TASK OBJECTIVE:
Retype, without alteration, each line from the line containing "point: gravel path" to the final line of the records.

MATERIAL SUPPLIED:

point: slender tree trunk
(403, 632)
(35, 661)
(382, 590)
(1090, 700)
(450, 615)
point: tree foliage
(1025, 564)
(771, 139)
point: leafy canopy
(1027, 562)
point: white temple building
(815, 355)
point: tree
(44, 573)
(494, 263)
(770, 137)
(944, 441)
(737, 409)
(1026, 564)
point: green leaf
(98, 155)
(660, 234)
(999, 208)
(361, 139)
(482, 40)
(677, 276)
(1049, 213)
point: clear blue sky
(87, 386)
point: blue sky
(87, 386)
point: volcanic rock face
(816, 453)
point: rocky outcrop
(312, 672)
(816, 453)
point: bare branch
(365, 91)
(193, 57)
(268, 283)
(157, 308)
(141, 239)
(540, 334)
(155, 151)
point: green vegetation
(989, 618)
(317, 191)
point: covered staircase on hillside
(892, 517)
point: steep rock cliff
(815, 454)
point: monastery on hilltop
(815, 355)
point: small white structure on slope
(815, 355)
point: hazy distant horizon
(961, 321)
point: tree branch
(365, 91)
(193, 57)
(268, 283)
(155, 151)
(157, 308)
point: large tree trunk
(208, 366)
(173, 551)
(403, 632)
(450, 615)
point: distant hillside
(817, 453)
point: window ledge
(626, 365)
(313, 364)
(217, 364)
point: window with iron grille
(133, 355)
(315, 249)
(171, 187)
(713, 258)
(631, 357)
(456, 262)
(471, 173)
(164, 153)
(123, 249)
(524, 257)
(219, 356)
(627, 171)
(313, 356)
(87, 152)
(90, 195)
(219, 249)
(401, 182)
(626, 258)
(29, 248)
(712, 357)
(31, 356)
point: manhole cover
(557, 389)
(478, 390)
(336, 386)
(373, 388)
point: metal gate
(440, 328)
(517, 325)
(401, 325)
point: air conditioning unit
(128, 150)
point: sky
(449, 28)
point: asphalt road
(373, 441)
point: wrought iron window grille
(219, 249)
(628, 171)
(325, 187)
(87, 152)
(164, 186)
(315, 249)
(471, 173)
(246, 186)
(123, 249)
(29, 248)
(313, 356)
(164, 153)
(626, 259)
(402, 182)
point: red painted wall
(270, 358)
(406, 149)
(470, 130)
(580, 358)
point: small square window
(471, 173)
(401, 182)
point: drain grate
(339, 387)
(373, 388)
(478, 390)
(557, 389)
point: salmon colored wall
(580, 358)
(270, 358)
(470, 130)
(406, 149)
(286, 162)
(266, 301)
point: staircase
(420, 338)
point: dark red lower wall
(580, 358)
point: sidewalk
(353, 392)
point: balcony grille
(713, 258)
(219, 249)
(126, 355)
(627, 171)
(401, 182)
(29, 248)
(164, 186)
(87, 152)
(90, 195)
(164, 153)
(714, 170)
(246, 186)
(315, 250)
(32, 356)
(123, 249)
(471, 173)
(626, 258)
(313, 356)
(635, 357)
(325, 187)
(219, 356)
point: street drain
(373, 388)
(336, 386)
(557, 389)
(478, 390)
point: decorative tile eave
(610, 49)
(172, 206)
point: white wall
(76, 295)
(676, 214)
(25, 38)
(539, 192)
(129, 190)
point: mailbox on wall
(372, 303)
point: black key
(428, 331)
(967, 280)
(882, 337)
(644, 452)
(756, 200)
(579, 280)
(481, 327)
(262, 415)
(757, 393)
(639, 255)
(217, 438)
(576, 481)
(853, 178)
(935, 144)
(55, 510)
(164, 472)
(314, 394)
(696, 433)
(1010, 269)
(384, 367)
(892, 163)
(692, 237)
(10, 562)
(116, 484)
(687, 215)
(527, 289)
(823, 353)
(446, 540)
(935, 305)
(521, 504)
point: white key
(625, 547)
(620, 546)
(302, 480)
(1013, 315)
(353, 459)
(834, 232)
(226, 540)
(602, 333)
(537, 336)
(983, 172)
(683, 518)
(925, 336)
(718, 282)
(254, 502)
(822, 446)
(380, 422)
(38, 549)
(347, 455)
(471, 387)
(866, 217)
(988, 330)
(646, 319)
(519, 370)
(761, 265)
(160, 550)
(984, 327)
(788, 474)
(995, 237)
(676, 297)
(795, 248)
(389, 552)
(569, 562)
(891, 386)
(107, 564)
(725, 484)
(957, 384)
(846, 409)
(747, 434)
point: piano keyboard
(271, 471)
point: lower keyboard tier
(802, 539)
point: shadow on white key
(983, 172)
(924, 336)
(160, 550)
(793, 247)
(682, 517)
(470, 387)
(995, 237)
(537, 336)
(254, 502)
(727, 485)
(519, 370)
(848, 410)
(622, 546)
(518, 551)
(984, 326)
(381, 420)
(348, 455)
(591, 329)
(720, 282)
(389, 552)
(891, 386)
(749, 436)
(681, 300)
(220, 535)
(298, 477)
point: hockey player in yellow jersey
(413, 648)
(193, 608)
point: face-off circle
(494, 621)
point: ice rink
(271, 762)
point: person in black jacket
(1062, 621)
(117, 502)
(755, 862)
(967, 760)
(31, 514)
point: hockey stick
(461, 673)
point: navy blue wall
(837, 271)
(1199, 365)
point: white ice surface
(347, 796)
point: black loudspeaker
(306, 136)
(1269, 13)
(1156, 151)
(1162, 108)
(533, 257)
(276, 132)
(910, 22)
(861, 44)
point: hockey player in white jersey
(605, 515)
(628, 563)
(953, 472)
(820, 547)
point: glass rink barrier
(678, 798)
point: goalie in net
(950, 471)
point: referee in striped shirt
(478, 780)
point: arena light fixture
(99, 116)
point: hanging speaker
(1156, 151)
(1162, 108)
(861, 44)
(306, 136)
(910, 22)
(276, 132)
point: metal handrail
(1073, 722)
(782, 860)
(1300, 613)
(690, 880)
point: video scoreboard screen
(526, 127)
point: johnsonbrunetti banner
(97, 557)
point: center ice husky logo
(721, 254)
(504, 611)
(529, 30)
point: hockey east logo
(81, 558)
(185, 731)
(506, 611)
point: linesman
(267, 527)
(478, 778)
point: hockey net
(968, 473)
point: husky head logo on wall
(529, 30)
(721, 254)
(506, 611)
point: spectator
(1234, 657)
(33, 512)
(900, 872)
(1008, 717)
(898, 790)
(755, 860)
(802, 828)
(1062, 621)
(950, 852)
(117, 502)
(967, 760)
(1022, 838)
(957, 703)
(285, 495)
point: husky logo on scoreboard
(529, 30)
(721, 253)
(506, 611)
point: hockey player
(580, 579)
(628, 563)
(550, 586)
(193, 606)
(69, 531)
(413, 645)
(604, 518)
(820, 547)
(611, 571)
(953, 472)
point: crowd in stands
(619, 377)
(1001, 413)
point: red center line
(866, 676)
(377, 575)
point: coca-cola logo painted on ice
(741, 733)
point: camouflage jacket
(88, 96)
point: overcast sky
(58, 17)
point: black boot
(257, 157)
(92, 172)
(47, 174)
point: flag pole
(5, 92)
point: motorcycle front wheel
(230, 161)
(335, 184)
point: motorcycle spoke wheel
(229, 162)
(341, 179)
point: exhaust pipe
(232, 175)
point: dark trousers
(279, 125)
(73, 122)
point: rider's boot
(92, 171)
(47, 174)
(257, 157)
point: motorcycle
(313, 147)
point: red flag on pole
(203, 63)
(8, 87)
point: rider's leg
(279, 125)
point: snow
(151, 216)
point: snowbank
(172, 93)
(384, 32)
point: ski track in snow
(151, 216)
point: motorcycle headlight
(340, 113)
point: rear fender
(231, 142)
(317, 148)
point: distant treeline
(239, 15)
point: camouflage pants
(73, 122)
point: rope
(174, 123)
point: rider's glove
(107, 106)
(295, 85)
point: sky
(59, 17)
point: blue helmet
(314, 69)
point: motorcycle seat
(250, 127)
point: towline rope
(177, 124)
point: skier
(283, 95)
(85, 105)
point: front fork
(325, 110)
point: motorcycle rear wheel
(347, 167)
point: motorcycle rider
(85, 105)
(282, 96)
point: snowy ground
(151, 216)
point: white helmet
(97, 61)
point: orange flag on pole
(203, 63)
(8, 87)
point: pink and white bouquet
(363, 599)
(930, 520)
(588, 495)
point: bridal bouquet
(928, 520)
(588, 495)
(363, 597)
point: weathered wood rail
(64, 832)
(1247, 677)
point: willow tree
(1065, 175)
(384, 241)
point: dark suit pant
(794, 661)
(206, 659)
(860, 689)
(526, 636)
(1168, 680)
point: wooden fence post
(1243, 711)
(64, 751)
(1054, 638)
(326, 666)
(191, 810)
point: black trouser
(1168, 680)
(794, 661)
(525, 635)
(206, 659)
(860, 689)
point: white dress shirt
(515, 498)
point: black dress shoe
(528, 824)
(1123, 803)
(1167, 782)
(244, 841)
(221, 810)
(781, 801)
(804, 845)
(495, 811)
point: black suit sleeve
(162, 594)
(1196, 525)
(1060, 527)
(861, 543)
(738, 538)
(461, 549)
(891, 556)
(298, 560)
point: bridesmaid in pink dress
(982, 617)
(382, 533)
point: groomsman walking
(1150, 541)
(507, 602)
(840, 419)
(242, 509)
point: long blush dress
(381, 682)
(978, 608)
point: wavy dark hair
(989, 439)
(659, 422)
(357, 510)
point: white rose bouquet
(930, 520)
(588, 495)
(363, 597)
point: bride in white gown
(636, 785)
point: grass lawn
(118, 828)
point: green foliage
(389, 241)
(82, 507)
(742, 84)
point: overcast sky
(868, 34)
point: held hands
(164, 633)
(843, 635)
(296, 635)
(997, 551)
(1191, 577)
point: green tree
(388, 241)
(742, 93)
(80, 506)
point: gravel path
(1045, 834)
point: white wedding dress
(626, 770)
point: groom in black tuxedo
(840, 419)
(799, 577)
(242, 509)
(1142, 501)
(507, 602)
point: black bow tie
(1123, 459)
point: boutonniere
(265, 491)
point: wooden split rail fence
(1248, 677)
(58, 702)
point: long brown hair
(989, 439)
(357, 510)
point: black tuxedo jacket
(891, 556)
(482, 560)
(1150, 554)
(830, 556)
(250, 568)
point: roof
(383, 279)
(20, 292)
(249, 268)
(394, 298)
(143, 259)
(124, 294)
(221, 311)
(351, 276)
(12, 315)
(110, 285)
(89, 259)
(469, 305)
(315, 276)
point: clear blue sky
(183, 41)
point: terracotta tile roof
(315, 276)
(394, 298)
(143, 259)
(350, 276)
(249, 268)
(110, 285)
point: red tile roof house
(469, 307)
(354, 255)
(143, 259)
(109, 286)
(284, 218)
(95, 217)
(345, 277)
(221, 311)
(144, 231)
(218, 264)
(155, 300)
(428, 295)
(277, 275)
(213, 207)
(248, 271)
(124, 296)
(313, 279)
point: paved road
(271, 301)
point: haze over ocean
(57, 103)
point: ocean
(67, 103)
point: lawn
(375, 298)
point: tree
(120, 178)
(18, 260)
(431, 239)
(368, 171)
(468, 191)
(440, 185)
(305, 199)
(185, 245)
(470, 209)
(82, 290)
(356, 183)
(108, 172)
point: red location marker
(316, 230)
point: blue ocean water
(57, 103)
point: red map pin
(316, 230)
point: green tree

ANSWER IN FULL:
point: gravel path
(1045, 834)
point: white wedding dress
(626, 770)
point: groom in black tuxedo
(840, 419)
(799, 577)
(242, 509)
(1142, 501)
(507, 602)
point: black bow tie
(1123, 459)
point: boutonniere
(265, 491)
point: wooden split rail fence
(1248, 677)
(58, 702)
point: long brown hair
(989, 439)
(357, 510)
point: black tuxedo jacket
(891, 556)
(482, 560)
(1150, 554)
(830, 556)
(250, 568)
point: roof
(383, 279)
(20, 292)
(249, 268)
(394, 298)
(143, 259)
(124, 294)
(221, 311)
(351, 276)
(12, 315)
(110, 285)
(89, 259)
(469, 305)
(315, 276)
point: clear blue sky
(183, 41)
point: terracotta tile roof
(315, 276)
(394, 298)
(143, 259)
(350, 276)
(249, 268)
(110, 285)
point: red tile roof house
(469, 307)
(354, 255)
(143, 259)
(109, 286)
(284, 218)
(95, 217)
(345, 277)
(221, 311)
(144, 231)
(218, 264)
(155, 300)
(428, 295)
(277, 275)
(213, 207)
(248, 271)
(124, 296)
(313, 279)
point: paved road
(271, 301)
point: haze over ocean
(57, 103)
point: ocean
(67, 103)
point: lawn
(375, 298)
point: tree
(120, 178)
(18, 260)
(431, 239)
(368, 171)
(468, 191)
(440, 185)
(305, 199)
(185, 245)
(470, 209)
(82, 290)
(356, 183)
(108, 172)
point: red location marker
(316, 230)
point: blue ocean water
(57, 103)
point: red map pin
(316, 230)
point: green tree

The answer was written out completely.